## GOAL
Each record below must be returned exactly as shown.

## Position identification records
• • • •
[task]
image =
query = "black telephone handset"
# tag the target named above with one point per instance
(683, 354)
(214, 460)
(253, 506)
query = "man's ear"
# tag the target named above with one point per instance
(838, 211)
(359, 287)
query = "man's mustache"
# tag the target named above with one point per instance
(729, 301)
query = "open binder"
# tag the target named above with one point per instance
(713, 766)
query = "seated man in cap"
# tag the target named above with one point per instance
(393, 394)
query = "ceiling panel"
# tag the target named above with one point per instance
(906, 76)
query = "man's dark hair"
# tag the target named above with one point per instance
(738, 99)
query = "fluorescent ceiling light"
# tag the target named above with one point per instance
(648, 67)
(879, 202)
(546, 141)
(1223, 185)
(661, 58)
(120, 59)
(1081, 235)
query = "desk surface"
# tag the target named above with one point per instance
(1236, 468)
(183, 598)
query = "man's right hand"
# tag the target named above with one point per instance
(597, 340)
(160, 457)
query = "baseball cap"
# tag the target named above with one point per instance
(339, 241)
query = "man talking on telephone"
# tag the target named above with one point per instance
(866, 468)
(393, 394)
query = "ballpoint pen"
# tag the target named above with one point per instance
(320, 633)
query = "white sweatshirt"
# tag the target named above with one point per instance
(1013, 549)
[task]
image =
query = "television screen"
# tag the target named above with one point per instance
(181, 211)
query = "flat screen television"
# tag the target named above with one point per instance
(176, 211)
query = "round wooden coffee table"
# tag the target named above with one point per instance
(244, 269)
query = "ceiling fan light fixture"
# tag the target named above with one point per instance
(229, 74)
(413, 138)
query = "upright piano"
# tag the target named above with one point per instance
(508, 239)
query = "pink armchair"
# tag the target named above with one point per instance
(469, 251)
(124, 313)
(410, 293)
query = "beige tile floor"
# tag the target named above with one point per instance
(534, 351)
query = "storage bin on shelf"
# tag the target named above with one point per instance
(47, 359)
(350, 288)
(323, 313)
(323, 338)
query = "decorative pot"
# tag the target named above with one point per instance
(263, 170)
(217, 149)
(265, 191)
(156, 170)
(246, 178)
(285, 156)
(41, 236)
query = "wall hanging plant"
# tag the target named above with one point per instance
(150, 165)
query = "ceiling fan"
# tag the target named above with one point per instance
• • • •
## IN RESPONSE
[task]
image =
query = "black telephone handset"
# tag the target named above with one point per instance
(683, 354)
(214, 460)
(253, 506)
query = "man's ear"
# tag the target named above with one point per instance
(838, 211)
(359, 287)
query = "man's mustache"
# tag the target named above with one point per instance
(729, 301)
query = "open binder"
# tag the target named above with one point per instance
(713, 766)
query = "seated man in cap"
# tag the target named above with one point per instance
(393, 394)
query = "ceiling panel"
# tag the target named above with one point per instance
(906, 76)
query = "man's dark hair"
# tag the target named above with one point per instance
(738, 99)
query = "fluorescent ceiling light"
# tag the target named above with one point per instance
(648, 67)
(879, 202)
(546, 141)
(1223, 185)
(661, 58)
(120, 59)
(1081, 235)
query = "desk surface"
# tag the target named above with one point per instance
(1236, 468)
(183, 598)
query = "man's right hand"
# tag the target named above with one point per instance
(597, 340)
(160, 457)
query = "baseball cap"
# tag the target named above with one point per instance
(339, 241)
query = "man talking on telephone"
# tag the target named above with one point per instance
(866, 468)
(393, 394)
query = "ballpoint pen"
# tag the target named above with one point per instance
(320, 633)
query = "white sweatshirt"
# tag the target named above with one point per instance
(1013, 549)
[task]
image =
query = "television screen"
# tag the target named above with one point per instance
(181, 211)
query = "flat screen television"
# tag the target named above with one point per instance
(176, 211)
query = "round wooden coffee table"
# tag the target named above with one point per instance
(244, 269)
query = "ceiling fan light fixture"
# tag the target named above with one point per instance
(229, 74)
(413, 138)
query = "upright piano"
# tag the target named above with one point per instance
(508, 239)
query = "pink armchair"
# tag the target named above with one point per instance
(469, 251)
(124, 313)
(410, 293)
query = "beige tile floor"
# tag the target named above with one point per instance
(534, 351)
query = "storage bin on shelf"
# tag the target named above with one point per instance
(47, 359)
(350, 288)
(323, 313)
(323, 338)
query = "decorative pot"
# tag the target named above with one point per instance
(263, 170)
(217, 149)
(265, 191)
(156, 170)
(246, 178)
(285, 156)
(41, 236)
query = "wall hanging plant"
# tag the target named above with one point per instance
(150, 165)
query = "ceiling fan"
# tag the target named above with one point per instance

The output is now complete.